Фрагмент текста >>

В 1803 году Н.М. Карамзин - на тот момент один из первых литераторов - решительно оставляет прозу, поэзию, журналистику и записывается в историки. Н.Я. Эйдельман писал по этому поводу: "Бывало, что по своей воле отрекались от престола монархи - принимались сажать капусту, запирались в монастырь. Однако мы не можем припомнить другого примера, чтобы знаменитый художник на высоте славы, силы и успеха подвергал себя добровольному заточению - пусть даже в храме науки, монастыре истории… Карамзин меняет, ломает биографию именно в том возрасте, в каком позже погибает Пушкин…"

Извлечённые данные >>

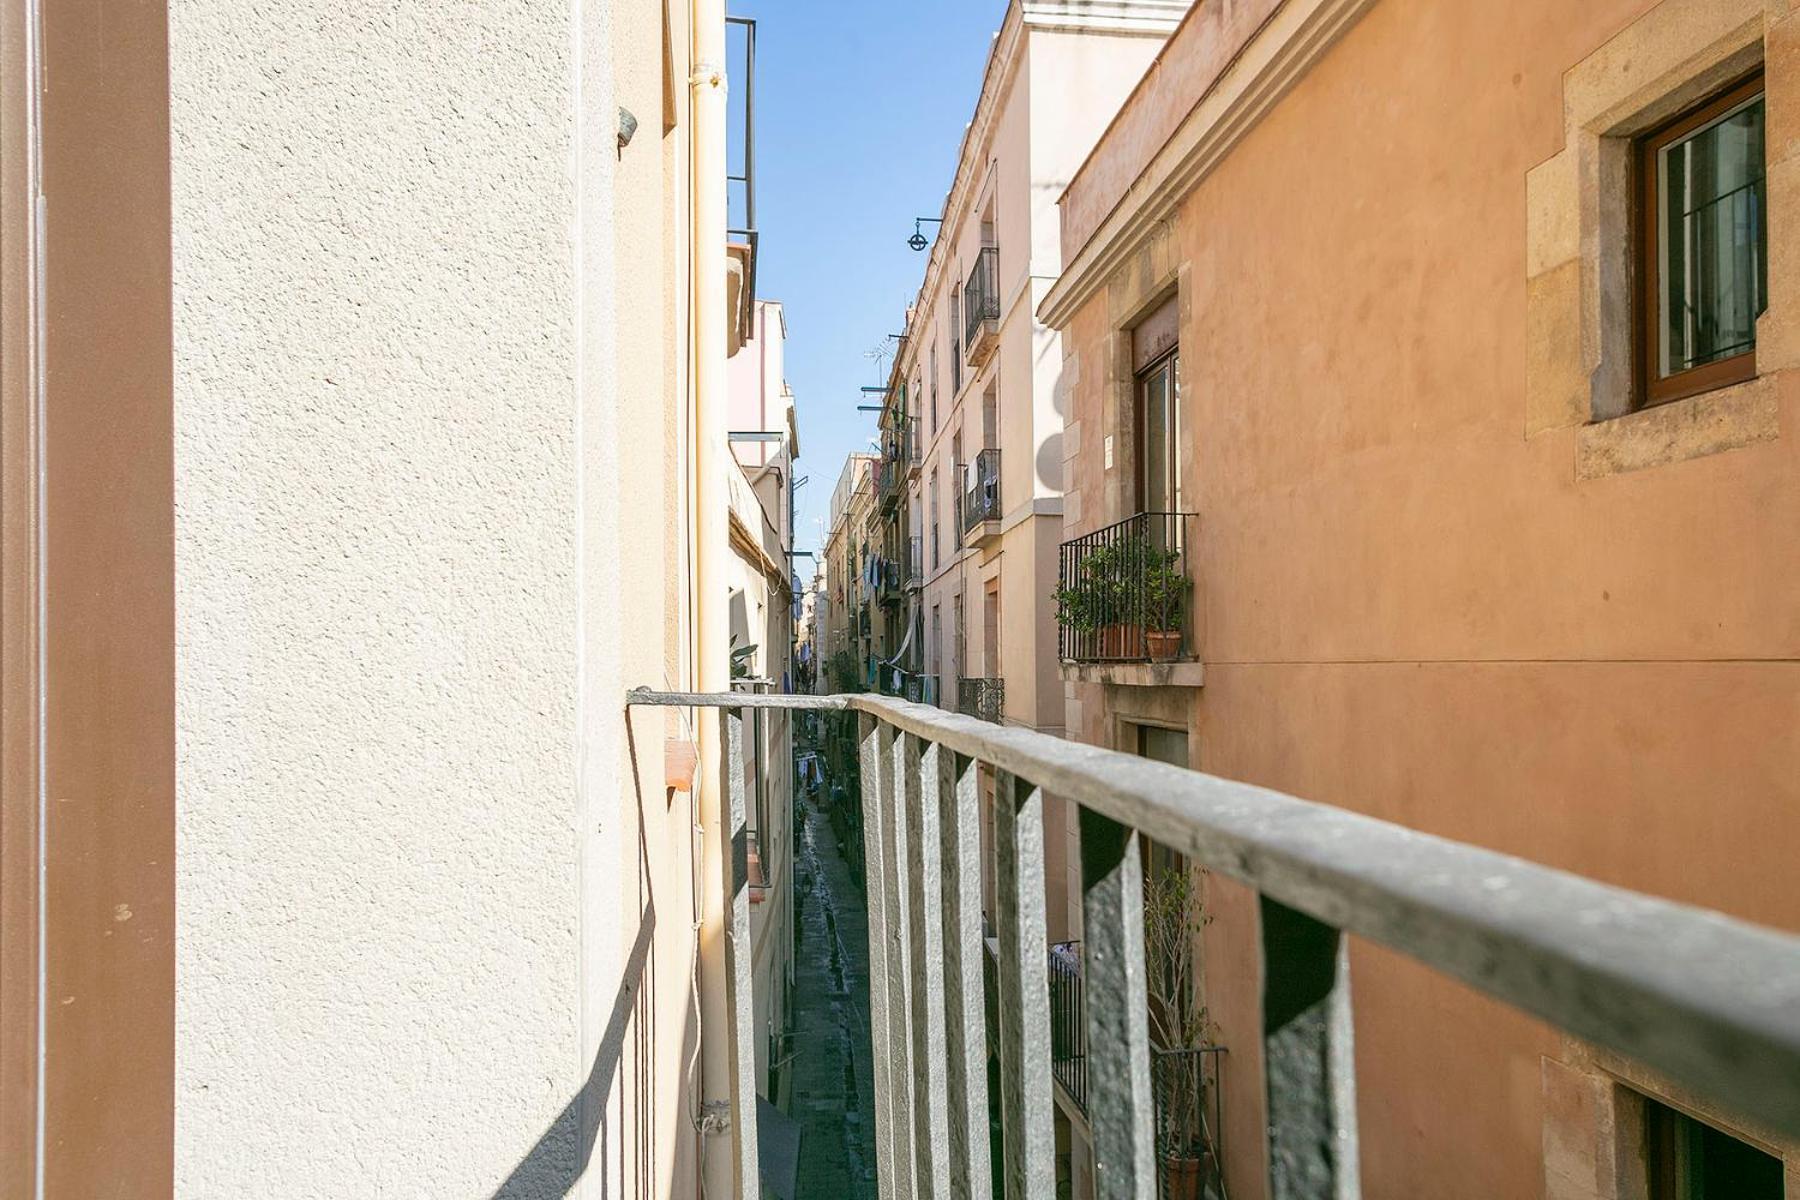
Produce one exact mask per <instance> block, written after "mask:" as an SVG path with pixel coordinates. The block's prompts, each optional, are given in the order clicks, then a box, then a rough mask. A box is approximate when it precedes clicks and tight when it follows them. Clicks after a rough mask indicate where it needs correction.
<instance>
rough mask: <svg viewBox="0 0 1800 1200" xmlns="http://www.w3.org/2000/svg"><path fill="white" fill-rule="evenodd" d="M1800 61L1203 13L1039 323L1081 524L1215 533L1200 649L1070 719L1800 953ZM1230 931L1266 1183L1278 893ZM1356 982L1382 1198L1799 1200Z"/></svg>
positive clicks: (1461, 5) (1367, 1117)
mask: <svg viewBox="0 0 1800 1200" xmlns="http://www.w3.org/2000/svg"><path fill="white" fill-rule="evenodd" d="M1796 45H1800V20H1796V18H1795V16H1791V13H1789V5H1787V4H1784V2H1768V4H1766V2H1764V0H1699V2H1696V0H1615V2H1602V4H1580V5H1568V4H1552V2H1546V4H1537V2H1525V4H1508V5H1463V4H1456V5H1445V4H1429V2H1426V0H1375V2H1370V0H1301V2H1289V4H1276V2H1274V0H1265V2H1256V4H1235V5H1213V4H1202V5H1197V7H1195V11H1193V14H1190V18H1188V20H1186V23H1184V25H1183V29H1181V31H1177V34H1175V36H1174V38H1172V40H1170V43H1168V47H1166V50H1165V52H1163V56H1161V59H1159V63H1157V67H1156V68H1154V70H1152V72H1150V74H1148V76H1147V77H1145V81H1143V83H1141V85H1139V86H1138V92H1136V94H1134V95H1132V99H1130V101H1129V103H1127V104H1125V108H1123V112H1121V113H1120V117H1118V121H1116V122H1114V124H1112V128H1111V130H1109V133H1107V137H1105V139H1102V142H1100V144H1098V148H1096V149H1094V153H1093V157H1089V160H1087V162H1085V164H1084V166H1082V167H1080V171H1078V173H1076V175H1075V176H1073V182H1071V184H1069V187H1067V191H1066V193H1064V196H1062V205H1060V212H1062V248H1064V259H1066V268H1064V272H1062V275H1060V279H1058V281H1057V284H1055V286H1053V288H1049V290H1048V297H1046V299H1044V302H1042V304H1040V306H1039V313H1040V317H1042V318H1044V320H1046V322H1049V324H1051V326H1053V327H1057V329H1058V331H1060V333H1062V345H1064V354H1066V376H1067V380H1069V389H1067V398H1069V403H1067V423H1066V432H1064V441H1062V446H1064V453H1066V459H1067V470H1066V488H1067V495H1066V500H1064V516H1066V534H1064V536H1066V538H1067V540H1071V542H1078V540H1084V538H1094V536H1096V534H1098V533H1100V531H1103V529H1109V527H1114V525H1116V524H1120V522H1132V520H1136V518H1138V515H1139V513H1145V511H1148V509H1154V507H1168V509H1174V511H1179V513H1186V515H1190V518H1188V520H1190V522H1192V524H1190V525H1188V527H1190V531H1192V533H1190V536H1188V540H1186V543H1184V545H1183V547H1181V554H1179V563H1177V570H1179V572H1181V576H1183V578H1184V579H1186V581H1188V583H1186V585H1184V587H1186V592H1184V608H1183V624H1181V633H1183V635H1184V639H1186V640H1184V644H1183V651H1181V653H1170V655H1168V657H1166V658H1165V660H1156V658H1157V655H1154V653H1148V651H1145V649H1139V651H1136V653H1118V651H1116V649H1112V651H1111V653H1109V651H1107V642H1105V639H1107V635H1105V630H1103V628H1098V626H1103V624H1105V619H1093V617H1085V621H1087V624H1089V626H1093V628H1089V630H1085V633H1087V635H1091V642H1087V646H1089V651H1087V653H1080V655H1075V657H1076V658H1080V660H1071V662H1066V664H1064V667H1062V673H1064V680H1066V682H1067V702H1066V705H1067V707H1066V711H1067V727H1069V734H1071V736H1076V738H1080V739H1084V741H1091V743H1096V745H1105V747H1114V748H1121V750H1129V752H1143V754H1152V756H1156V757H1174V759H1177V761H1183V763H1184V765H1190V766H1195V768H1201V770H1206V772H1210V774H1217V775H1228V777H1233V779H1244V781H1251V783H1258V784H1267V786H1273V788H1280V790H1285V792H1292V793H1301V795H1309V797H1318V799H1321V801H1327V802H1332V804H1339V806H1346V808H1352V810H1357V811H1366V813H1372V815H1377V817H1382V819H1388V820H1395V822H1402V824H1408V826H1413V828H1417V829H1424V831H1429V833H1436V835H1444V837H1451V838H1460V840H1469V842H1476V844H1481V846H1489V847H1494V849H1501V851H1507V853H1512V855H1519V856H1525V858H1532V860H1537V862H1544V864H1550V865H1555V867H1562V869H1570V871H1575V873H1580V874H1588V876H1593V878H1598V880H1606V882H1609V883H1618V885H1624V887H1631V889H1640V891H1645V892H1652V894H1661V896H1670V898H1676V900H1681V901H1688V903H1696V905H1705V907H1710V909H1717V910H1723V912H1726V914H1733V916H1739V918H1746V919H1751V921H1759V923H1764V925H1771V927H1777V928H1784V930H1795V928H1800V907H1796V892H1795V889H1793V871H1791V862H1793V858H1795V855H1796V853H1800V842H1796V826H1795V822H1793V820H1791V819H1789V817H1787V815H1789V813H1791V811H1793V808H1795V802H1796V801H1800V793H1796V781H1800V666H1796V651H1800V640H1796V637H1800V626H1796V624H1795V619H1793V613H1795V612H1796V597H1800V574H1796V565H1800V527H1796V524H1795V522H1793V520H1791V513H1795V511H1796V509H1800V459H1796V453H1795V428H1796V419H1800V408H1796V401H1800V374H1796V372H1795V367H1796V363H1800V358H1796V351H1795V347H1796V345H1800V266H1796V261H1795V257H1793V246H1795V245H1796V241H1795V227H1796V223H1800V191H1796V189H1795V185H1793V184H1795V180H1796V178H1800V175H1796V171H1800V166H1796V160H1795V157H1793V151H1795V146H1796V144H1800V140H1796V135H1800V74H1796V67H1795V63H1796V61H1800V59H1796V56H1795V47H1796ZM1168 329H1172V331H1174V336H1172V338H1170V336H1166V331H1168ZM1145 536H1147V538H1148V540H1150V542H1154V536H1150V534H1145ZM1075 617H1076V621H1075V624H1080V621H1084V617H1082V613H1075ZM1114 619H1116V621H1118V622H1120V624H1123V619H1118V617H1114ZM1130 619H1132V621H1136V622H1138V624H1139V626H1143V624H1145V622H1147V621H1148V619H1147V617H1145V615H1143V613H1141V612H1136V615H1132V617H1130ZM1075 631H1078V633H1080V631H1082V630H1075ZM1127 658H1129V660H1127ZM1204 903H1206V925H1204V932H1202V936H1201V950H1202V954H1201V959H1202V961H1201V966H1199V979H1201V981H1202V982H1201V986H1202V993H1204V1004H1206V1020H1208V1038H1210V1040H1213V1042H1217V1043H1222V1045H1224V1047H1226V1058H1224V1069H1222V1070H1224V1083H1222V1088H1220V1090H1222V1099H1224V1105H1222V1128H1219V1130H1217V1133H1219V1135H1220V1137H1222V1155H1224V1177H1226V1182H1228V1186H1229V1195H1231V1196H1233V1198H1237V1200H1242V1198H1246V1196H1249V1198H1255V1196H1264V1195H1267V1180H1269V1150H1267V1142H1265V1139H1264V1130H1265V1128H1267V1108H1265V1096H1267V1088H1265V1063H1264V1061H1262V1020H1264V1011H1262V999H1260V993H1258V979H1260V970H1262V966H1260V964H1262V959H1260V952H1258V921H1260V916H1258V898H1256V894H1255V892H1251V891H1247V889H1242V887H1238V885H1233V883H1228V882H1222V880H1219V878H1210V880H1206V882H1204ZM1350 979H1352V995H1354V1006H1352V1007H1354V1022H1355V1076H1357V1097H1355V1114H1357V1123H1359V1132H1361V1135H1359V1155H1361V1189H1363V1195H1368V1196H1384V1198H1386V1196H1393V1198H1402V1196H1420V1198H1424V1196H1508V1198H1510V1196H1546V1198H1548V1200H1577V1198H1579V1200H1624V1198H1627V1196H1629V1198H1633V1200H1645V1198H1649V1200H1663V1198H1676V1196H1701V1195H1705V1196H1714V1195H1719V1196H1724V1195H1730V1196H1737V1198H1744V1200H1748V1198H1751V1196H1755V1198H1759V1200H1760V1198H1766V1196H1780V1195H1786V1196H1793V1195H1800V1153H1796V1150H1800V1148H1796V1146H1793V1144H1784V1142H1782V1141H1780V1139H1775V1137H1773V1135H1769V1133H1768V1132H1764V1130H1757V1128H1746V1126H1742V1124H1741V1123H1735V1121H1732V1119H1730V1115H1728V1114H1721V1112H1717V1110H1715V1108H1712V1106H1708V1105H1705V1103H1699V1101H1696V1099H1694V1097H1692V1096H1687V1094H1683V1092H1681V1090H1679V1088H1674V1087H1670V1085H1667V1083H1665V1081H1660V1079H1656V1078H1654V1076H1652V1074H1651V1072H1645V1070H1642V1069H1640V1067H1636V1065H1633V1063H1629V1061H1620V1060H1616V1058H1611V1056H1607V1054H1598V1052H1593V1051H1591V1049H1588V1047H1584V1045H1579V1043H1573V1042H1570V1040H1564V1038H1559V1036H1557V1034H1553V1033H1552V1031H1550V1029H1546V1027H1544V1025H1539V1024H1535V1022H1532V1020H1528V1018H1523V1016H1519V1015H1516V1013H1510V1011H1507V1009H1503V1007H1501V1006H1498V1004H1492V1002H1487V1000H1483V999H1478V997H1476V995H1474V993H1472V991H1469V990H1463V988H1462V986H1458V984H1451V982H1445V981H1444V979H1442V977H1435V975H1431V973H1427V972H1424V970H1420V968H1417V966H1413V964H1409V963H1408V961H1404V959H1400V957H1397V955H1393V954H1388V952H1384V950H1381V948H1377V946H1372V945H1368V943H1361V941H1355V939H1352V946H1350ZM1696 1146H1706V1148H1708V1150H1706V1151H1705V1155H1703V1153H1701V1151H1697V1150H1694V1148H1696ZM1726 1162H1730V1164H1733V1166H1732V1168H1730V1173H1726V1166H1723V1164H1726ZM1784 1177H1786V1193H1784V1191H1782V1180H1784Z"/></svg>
---
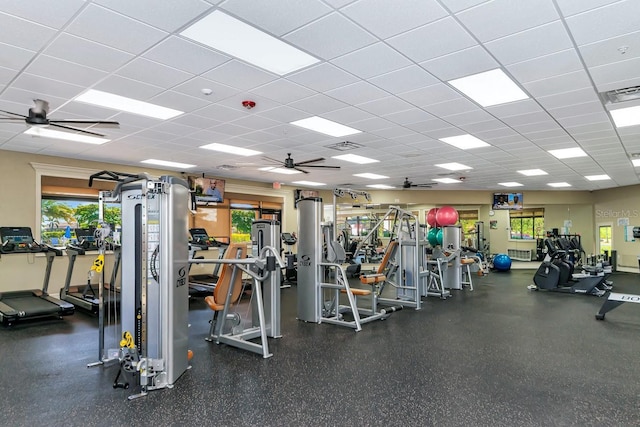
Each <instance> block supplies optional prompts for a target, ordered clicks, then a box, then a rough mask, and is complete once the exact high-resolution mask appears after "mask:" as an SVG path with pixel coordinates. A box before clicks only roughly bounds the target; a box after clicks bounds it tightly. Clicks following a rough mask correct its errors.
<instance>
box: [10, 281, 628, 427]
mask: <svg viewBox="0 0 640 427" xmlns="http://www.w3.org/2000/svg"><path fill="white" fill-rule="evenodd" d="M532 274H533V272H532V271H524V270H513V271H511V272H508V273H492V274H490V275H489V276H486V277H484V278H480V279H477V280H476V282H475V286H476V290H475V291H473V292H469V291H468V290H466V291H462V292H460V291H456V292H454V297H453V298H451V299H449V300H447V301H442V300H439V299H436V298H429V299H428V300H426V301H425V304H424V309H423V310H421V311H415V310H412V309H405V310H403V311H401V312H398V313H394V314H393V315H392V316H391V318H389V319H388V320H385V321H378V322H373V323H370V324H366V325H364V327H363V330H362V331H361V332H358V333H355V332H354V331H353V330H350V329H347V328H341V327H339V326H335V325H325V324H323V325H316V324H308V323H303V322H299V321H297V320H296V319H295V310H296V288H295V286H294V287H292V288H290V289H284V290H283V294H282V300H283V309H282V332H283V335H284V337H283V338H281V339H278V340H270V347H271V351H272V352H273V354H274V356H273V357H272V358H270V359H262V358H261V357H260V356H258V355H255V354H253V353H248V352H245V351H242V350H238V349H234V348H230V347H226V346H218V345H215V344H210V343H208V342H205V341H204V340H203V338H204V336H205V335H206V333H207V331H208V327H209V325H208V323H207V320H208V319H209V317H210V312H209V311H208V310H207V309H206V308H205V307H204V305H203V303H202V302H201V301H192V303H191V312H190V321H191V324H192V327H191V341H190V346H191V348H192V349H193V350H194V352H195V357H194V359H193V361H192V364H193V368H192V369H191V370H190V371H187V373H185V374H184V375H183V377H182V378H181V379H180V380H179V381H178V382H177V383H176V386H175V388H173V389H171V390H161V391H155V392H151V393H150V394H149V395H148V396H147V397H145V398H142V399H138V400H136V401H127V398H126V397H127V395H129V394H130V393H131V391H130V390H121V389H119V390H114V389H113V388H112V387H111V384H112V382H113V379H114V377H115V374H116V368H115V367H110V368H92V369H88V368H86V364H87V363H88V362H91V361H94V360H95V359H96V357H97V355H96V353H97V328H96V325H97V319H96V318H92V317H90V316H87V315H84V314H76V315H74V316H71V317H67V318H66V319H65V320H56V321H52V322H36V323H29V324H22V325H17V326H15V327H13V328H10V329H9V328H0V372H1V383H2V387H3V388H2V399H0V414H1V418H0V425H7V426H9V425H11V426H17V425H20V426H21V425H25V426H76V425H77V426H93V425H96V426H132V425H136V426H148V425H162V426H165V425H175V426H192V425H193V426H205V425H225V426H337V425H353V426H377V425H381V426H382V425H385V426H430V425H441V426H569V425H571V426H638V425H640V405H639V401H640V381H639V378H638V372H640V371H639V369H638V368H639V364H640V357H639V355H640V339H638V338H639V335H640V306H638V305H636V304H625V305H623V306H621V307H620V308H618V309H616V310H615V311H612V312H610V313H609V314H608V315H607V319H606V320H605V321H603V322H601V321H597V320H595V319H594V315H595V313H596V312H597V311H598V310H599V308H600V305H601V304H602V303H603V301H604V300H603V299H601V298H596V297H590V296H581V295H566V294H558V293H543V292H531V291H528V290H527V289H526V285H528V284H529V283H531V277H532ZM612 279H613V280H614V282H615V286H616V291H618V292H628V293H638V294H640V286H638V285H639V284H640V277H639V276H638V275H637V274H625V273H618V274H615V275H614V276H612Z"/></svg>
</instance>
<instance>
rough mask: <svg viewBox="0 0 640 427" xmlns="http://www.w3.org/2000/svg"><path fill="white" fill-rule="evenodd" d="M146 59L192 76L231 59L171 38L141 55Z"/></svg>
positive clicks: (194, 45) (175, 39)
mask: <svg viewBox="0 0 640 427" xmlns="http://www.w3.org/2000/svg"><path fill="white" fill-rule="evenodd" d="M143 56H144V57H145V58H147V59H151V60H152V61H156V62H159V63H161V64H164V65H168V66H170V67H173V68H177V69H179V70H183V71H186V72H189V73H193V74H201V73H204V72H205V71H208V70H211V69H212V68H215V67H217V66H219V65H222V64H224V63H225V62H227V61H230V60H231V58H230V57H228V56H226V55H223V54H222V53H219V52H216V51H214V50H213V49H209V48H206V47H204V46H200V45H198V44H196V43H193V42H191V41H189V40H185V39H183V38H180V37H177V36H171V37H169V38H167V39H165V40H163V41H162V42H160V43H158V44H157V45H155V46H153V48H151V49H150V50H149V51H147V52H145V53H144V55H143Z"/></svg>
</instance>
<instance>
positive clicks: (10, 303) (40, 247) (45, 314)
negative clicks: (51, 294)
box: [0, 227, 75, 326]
* * *
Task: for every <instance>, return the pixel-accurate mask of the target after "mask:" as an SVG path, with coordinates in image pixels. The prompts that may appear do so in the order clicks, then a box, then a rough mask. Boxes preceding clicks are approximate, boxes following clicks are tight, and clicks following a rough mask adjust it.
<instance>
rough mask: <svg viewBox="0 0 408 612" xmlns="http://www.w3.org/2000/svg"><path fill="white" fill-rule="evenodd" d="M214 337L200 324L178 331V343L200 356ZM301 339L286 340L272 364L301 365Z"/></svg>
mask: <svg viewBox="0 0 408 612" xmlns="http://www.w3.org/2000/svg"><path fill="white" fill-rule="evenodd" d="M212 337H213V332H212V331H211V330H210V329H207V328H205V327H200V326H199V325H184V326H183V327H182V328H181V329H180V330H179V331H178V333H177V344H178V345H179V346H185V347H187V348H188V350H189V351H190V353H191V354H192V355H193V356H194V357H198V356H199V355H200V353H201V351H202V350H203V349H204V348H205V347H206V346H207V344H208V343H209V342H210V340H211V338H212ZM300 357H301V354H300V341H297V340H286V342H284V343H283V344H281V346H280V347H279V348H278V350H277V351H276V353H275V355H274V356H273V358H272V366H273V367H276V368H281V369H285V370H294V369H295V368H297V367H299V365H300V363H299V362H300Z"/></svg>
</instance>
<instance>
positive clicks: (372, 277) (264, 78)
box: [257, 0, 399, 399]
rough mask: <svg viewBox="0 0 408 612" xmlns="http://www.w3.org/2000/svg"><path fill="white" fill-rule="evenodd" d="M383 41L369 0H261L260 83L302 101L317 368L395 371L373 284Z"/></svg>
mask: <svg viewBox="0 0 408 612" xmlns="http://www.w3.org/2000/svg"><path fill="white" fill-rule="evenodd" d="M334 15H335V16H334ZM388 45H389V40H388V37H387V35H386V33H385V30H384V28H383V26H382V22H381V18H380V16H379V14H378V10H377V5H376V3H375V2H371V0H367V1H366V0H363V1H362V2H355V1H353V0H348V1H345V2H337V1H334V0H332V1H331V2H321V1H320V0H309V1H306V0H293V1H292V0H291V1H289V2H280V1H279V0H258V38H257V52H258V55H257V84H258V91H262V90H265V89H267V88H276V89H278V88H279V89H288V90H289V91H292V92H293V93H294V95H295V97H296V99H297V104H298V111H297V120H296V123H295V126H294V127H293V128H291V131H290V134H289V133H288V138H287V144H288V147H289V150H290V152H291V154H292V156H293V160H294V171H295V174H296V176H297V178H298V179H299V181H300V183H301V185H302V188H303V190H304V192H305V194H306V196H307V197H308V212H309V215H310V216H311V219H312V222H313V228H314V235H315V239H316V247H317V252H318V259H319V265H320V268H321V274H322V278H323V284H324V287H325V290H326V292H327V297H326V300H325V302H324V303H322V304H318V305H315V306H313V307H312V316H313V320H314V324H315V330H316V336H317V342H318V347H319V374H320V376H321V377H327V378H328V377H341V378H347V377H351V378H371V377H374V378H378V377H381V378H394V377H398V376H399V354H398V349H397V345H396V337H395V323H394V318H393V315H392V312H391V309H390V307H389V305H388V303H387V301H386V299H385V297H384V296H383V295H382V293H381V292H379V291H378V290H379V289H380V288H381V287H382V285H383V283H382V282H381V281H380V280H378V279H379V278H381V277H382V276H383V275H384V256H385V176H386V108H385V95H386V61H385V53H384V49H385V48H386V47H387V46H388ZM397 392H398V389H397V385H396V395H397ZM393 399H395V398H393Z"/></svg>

Вопросы и задания >>
A. Ответьте по фрагменту о Карамзине:
(i) В каком году Карамзин оставляет прозу, поэзию и журналистику?
(ii) Кто, по словам Эйдельмана, бывало, по своей воле отрекался от престола?
(iii) В каком возрасте, по словам Эйдельмана, Карамзин ломает свою биографию?
B. Выпишите, пожалуйста, все строки, в которых встречается слово "exact". Регистр учитывается.

Список ответов >>
A.
(i) В 1803 году.
(ii) Монархи.
(iii) В том, в каком позже погибает Пушкин.

B.
Produce one exact mask per <instance> block, written after "mask:" as an SVG path with pixel coordinates. The block's prompts, each optional, are given in the order clicks, then a box, then a rough mask. A box is approximate when it precedes clicks and tight when it follows them. Clicks after a rough mask indicate where it needs correction.
Each <instance> block supplies optional prompts for a target, ordered clicks, then a box, then a rough mask, and is complete once the exact high-resolution mask appears after "mask:" as an SVG path with pixel coordinates. A box before clicks only roughly bounds the target; a box after clicks bounds it tightly. Clicks following a rough mask correct its errors.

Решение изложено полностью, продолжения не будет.